_WORK INSTRUCTIONS:_
(1) Answer these about the kernel patch text, one line each, marked (a), (b), (c):
(a) Whose sign-off does the patch carry?
(b) How many files, insertions, and deletions does the summary line report?
(c) In inode_unpin_lru_isolating, which call wakes the bit, and with what arguments?
(2) Please resume the kernel patch text from the line after "if (!(inode->i_state & I_LRU_ISOLATING))".

Remove the I_LRU_ISOLATING flag and associated helper functions
(inode_pin_lru_isolating, inode_unpin_lru_isolating, and
inode_wait_for_lru_isolating) as they are no longer needed.
Signed-off-by: Josef Bacik <josef@toxicpanda.com>
---
fs/inode.c | 46 --------------------------------
include/linux/fs.h | 39 ++++++++++++---------------
include/trace/events/writeback.h | 1 -
3 files changed, 17 insertions(+), 69 deletions(-)
diff --git a/fs/inode.c b/fs/inode.c
index 4f77db7aca75..77f009edd5df 100644
--- a/fs/inode.c
+++ b/fs/inode.c
@@ -656,49 +656,6 @@ void inode_lru_list_del(struct inode *inode)
}
}
-static void inode_pin_lru_isolating(struct inode *inode)
-{
- lockdep_assert_held(&inode->i_lock);
- WARN_ON(inode->i_state & I_LRU_ISOLATING);
- inode->i_state |= I_LRU_ISOLATING;
-}
-
-static void inode_unpin_lru_isolating(struct inode *inode)
-{
- spin_lock(&inode->i_lock);
- WARN_ON(!(inode->i_state & I_LRU_ISOLATING));
- inode->i_state &= ~I_LRU_ISOLATING;
- /* Called with inode->i_lock which ensures memory ordering. */
- inode_wake_up_bit(inode, __I_LRU_ISOLATING);
- spin_unlock(&inode->i_lock);
-}
-
-static void inode_wait_for_lru_isolating(struct inode *inode)
-{
- struct wait_bit_queue_entry wqe;
- struct wait_queue_head *wq_head;
-
- lockdep_assert_held(&inode->i_lock);
- if (!(inode->i_state & I_LRU_ISOLATING))

(Data items)
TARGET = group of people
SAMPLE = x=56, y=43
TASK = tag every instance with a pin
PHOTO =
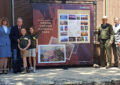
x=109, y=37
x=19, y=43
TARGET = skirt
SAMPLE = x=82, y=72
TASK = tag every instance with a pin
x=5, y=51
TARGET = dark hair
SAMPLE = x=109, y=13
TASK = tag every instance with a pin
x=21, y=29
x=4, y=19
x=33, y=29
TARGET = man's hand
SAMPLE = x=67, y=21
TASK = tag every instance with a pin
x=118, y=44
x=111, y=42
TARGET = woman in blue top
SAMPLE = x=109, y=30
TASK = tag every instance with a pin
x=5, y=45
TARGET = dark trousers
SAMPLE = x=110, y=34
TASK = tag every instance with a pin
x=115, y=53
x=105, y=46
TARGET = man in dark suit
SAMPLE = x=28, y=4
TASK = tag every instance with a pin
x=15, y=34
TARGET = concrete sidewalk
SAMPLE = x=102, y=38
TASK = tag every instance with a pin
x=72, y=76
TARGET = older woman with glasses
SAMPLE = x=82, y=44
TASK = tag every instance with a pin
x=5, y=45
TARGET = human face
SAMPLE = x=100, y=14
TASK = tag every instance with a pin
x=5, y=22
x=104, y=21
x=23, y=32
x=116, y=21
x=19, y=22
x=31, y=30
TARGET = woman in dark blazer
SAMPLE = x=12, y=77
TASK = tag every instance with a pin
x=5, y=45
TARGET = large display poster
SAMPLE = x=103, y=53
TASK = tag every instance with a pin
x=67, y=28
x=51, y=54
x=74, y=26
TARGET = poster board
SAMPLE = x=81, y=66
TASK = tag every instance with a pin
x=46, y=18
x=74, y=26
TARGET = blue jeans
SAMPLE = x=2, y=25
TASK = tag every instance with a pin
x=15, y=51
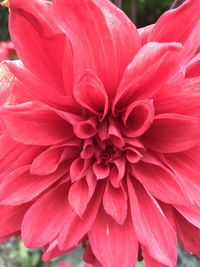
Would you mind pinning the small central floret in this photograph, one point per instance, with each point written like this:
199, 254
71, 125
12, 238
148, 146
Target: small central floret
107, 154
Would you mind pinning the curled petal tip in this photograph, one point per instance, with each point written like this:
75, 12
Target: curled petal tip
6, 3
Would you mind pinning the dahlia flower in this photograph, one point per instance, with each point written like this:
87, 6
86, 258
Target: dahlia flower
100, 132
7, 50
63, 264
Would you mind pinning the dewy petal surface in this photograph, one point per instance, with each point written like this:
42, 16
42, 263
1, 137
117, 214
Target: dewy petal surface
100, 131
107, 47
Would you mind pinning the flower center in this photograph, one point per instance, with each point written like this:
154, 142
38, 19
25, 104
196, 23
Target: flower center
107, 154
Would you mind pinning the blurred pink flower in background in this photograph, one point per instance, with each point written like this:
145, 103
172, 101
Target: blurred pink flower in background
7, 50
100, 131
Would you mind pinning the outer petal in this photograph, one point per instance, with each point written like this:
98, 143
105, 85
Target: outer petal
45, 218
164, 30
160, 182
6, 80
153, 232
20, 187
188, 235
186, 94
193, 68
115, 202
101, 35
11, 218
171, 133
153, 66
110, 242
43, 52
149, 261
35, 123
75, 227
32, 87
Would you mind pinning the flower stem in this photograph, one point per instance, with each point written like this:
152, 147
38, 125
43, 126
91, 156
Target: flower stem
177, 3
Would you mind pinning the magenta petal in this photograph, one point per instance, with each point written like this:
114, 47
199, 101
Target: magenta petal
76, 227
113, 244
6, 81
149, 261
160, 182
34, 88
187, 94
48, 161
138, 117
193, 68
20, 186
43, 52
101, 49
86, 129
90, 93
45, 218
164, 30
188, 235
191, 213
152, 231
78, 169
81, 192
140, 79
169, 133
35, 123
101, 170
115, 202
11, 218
...
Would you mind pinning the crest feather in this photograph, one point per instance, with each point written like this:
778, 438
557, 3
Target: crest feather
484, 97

_RESULTS FOR EACH TASK:_
(1)
(a) Josef Bacik <josef@toxicpanda.com>
(b) 3 files, 17 insertions, 69 deletions
(c) inode_wake_up_bit(inode, __I_LRU_ISOLATING)

(2)
- return;
-
- wq_head = inode_bit_waitqueue(&wqe, inode, __I_LRU_ISOLATING);
- for (;;) {
- prepare_to_wait_event(wq_head, &wqe.wq_entry, TASK_UNINTERRUPTIBLE);
- /*
- * Checking I_LRU_ISOLATING with inode->i_lock guarantees
- * memory ordering.
- */
- if (!(inode->i_state & I_LRU_ISOLATING))
- break;
- spin_unlock(&inode->i_lock);
- schedule();
- spin_lock(&inode->i_lock);
- }
- finish_wait(wq_head, &wqe.wq_entry);
- WARN_ON(inode->i_state & I_LRU_ISOLATING);
-}
-
/**
* inode_sb_list_add - add inode to the superblock list of inodes
* @inode: inode to add
@@ -885,7 +842,6 @@ static void evict(struct inode *inode)
inode_sb_list_del(inode);
spin_lock(&inode->i_lock);
- inode_wait_for_lru_isolating(inode);
/*
* Wait for flusher thread to be done with the inode so that filesystem
@@ -1030,7 +986,6 @@ static enum lru_status inode_lru_isolate(struct list_head *item,
* be under pressure before the cache inside the highmem zone.
*/
if (inode_has_buffers(inode) || !mapping_empty(&inode->i_data)) {
- inode_pin_lru_isolating(inode);
spin_unlock(&inode->i_lock);
spin_unlock(&lru->lock);
if (remove_inode_buffers(inode)) {
@@ -1042,7 +997,6 @@ static enum lru_status inode_lru_isolate(struct list_head *item,
__count_vm_events(PGINODESTEAL, reap);
mm_account_reclaimed_pages(reap);
}
- inode_unpin_lru_isolating(inode);
return LRU_RETRY;
}
diff --git a/include/linux/fs.h b/include/linux/fs.h
index 39cde53c1b3b..61113026efd5 100644
--- a/include/linux/fs.h
+++ b/include/linux/fs.h
@@ -734,9 +734,6 @@ is_uncached_acl(struct posix_acl *acl)
*
* I_PINNING_FSCACHE_WB Inode is pinning an fscache object for writeback.
*
- * I_LRU_ISOLATING Inode is pinned being isolated from LRU without holding
- * i_count.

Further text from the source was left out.